| Problem to solve |
Starting with the first line and ending with the last, copy the entries word for word.

(Point-per-instance localization data)
· · · ·
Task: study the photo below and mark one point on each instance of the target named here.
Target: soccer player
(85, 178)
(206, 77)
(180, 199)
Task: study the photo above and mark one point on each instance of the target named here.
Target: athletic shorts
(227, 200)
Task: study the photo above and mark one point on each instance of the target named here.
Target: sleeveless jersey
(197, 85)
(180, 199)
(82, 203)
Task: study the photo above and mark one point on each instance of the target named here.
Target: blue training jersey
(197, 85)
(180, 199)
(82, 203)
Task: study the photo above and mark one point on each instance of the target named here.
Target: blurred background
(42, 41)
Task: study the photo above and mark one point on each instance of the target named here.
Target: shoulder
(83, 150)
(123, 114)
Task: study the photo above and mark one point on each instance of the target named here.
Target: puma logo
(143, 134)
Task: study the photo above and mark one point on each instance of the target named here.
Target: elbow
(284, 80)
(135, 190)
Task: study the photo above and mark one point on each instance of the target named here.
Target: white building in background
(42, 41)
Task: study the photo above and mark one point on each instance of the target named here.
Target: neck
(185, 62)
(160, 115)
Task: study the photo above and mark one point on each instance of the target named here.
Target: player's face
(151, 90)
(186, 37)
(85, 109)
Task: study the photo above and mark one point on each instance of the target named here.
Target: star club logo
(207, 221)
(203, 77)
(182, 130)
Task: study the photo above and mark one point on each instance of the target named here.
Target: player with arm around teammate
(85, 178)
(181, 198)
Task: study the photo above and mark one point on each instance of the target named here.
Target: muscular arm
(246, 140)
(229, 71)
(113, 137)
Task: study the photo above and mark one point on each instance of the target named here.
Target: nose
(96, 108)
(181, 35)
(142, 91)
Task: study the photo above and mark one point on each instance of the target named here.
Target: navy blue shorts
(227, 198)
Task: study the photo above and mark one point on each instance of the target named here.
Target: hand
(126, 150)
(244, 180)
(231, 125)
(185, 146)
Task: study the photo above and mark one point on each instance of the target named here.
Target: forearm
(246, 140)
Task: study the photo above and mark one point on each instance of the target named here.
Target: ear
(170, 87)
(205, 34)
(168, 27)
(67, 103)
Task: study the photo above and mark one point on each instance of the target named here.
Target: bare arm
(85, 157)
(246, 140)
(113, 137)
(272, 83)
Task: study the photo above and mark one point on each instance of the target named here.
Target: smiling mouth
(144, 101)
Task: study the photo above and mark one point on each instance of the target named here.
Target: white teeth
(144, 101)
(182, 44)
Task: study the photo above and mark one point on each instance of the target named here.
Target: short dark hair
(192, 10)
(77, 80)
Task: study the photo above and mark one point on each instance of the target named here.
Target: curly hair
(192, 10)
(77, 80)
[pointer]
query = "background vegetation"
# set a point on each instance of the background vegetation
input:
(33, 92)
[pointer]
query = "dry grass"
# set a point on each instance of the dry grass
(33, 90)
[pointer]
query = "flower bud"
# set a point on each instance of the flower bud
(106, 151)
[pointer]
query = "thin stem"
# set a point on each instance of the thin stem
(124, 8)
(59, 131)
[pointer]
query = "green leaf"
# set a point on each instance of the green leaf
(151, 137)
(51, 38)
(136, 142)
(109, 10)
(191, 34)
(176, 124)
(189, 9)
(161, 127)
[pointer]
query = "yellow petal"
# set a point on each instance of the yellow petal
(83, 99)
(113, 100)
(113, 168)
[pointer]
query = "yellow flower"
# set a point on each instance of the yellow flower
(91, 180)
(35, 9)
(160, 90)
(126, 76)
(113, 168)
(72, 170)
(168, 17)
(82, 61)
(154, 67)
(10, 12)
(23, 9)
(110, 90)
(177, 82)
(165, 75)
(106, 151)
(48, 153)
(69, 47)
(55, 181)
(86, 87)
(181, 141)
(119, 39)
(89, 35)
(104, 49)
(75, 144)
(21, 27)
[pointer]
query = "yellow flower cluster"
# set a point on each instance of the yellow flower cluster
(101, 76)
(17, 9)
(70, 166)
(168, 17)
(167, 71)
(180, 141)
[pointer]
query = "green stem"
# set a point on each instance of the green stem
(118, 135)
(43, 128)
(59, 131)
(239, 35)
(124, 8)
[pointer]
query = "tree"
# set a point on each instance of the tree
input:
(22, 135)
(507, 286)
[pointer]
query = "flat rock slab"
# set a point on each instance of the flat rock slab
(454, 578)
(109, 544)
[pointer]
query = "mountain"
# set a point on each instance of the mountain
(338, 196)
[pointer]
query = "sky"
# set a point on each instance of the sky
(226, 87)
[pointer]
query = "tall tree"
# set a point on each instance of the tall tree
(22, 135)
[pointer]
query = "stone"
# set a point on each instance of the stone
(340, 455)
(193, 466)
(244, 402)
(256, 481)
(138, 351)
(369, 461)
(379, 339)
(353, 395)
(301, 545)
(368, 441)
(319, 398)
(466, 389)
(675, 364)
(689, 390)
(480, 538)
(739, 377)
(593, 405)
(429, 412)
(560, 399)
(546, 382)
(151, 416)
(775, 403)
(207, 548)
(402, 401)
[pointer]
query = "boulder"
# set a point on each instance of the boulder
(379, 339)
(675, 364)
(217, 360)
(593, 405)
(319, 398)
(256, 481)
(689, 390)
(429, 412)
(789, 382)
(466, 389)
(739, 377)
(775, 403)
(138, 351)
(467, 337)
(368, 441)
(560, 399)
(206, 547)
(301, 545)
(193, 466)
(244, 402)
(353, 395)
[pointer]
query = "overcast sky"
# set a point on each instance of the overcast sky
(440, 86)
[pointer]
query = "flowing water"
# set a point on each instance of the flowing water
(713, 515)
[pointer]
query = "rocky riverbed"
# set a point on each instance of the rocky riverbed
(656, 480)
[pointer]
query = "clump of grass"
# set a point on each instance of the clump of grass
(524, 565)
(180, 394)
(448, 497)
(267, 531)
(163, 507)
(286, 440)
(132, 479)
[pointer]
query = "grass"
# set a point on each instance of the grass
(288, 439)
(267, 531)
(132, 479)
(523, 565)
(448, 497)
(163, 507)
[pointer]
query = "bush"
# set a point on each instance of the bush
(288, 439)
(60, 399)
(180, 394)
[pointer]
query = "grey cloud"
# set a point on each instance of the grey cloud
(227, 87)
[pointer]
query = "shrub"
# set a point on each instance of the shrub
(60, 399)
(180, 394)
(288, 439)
· · · ·
| Answer space |
Task: study the photo below and mark one point on each instance of the target named here.
Target: soccer player
(85, 178)
(206, 77)
(180, 199)
Task: study the photo above and mark one point on each instance of the target named here.
Target: athletic shorts
(227, 200)
Task: study the photo above and mark one point on each instance of the target named here.
Target: sleeveless jersey
(197, 85)
(180, 199)
(82, 203)
Task: study the photo above and mark one point on each instance of the target named here.
Target: blue training jersey
(197, 85)
(180, 199)
(82, 203)
Task: study the photo above and mark one point on each instance of the target named here.
Target: blurred background
(42, 41)
Task: study the photo above and mark one point on each instance of the target named here.
Target: shoulder
(83, 150)
(123, 114)
Task: study the photo above and mark one point on each instance of the target named here.
Target: puma logo
(143, 134)
Task: study the photo above and mark one point on each instance of the target named here.
Target: elbow
(284, 80)
(135, 190)
Task: study the photo above and mark one point on each instance of the target named here.
Target: white building in background
(42, 41)
Task: study the photo above and mark one point on each instance of the target named here.
Target: neck
(185, 62)
(160, 115)
Task: study the photo above and mark one point on each instance of the target named here.
Target: player's face
(151, 90)
(186, 37)
(85, 109)
Task: study the photo above and mark one point on each instance of the target named here.
Target: star club logo
(207, 221)
(203, 77)
(182, 130)
Task: study the photo above and mark one point on each instance of the target named here.
Target: player with arm around teammate
(85, 178)
(181, 198)
Task: study the photo above and mark one point on each instance of the target named here.
Target: muscular arm
(246, 140)
(229, 71)
(113, 137)
Task: study the photo above and mark one point on each instance of the target named here.
Target: nose
(96, 108)
(181, 35)
(142, 91)
Task: study the photo above and mark one point on each instance of the target named here.
Target: navy blue shorts
(227, 198)
Task: study the photo above and mark one point on each instance of the target named here.
Target: hand
(126, 150)
(244, 180)
(231, 125)
(185, 146)
Task: study the photo above and mark one point on each instance of the target named here.
Target: forearm
(246, 140)
Task: study the photo above and mark one point on each instance of the target named here.
Target: ear
(170, 87)
(205, 34)
(168, 27)
(67, 103)
Task: study the photo above and mark one point on each instance of the target named here.
Target: bare arm
(85, 157)
(246, 140)
(113, 137)
(272, 83)
Task: study the photo above and mark one point on each instance of the target named here.
Target: smiling mouth
(144, 101)
Task: study the photo above and mark one point on each instance of the target named here.
Target: white teeth
(144, 101)
(182, 44)
Task: study the photo above and mark one point on each instance of the target named here.
Target: short dark hair
(192, 10)
(77, 80)
Task: study the photo above and mark one point on each instance of the target named here.
Target: curly hair
(192, 10)
(77, 80)
[pointer]
query = "background vegetation"
# set a point on each instance of the background vegetation
input:
(33, 92)
[pointer]
query = "dry grass"
# set a point on each instance of the dry grass
(33, 90)
[pointer]
query = "flower bud"
# set a point on each instance of the flower bud
(106, 151)
[pointer]
query = "thin stem"
# set a point on each instance of the thin stem
(124, 8)
(59, 131)
[pointer]
query = "green leaf"
# set a point on each instance of the green leaf
(151, 137)
(51, 38)
(136, 142)
(109, 10)
(191, 34)
(176, 124)
(189, 9)
(161, 127)
[pointer]
query = "yellow petal"
# set a point on each instance of the yellow petal
(83, 99)
(113, 100)
(113, 168)
[pointer]
query = "yellow flower"
# set a point on each instance of the yellow flower
(91, 180)
(35, 9)
(160, 90)
(126, 76)
(113, 168)
(72, 170)
(168, 17)
(82, 61)
(154, 67)
(10, 12)
(23, 9)
(110, 90)
(177, 82)
(165, 75)
(106, 151)
(48, 153)
(69, 47)
(55, 181)
(86, 87)
(181, 141)
(119, 39)
(89, 35)
(104, 49)
(75, 144)
(21, 27)
[pointer]
query = "yellow flower cluster"
# set a point on each instance of the yellow flower cluster
(101, 76)
(17, 9)
(70, 166)
(168, 17)
(167, 71)
(180, 141)
[pointer]
query = "green stem"
# set a point on each instance of the green stem
(118, 135)
(43, 128)
(59, 131)
(239, 35)
(124, 8)
[pointer]
query = "tree"
# set a point on each instance of the tree
input:
(22, 135)
(507, 286)
[pointer]
query = "flat rock slab"
# set a point on each instance of the flat rock slab
(454, 578)
(109, 544)
[pointer]
query = "mountain"
# set a point on each instance of the mountain
(338, 196)
[pointer]
query = "sky"
# set a point on each instance of the sky
(226, 87)
[pointer]
query = "tall tree"
# set a point on each instance of the tall tree
(22, 135)
[pointer]
query = "stone"
# set a point on each instance of the stone
(340, 455)
(193, 466)
(244, 402)
(256, 481)
(138, 351)
(369, 461)
(379, 339)
(353, 395)
(301, 545)
(368, 441)
(319, 398)
(466, 389)
(675, 364)
(689, 390)
(480, 538)
(739, 377)
(593, 405)
(429, 412)
(560, 399)
(546, 382)
(151, 416)
(775, 403)
(207, 548)
(402, 401)
[pointer]
query = "boulder"
# set a point on each instance of the boulder
(379, 339)
(675, 364)
(217, 360)
(593, 405)
(319, 398)
(256, 481)
(689, 390)
(429, 412)
(789, 382)
(466, 389)
(739, 377)
(775, 403)
(138, 351)
(467, 337)
(368, 441)
(560, 399)
(206, 547)
(301, 545)
(193, 466)
(244, 402)
(353, 395)
[pointer]
query = "overcast sky"
# set a point on each instance of the overcast sky
(440, 86)
[pointer]
query = "flowing water"
# set a point on each instance of the flowing water
(713, 515)
[pointer]
query = "rocky riverbed"
# set a point on each instance of the rocky riverbed
(656, 480)
[pointer]
query = "clump of grass"
# set a point on each instance of the clump of grass
(524, 565)
(180, 394)
(448, 497)
(267, 531)
(163, 507)
(286, 440)
(132, 479)
[pointer]
query = "grass"
# set a point on each instance of the grass
(288, 439)
(267, 531)
(132, 479)
(523, 565)
(448, 497)
(163, 507)
[pointer]
query = "bush"
# set a point on each instance of the bush
(288, 439)
(60, 399)
(180, 394)
[pointer]
query = "grey cloud"
# set a point on each instance of the grey cloud
(227, 87)
[pointer]
query = "shrub"
# set a point on each instance of the shrub
(60, 399)
(180, 394)
(288, 439)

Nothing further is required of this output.